DATA FOR THE TASK:
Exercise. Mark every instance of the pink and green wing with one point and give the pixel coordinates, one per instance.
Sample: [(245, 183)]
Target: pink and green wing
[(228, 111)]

--

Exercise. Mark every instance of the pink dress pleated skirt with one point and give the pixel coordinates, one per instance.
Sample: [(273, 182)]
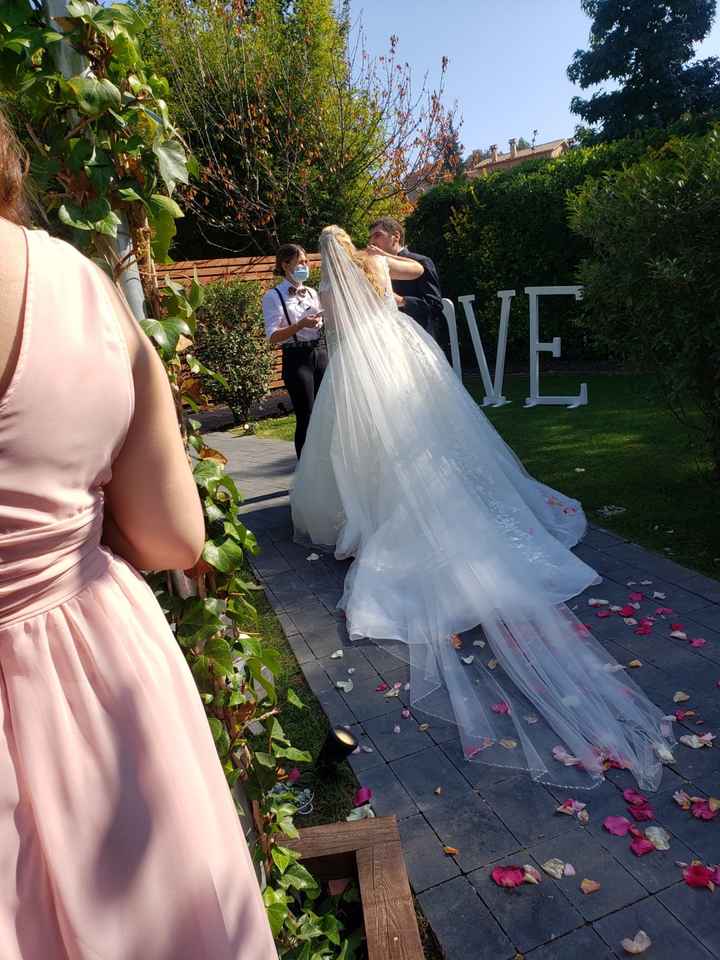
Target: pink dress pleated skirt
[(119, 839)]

TRY IT:
Say how many lines in this listing hold the string "with", giving the count and nothing more.

RESPONSE TO THIS EXERCISE:
2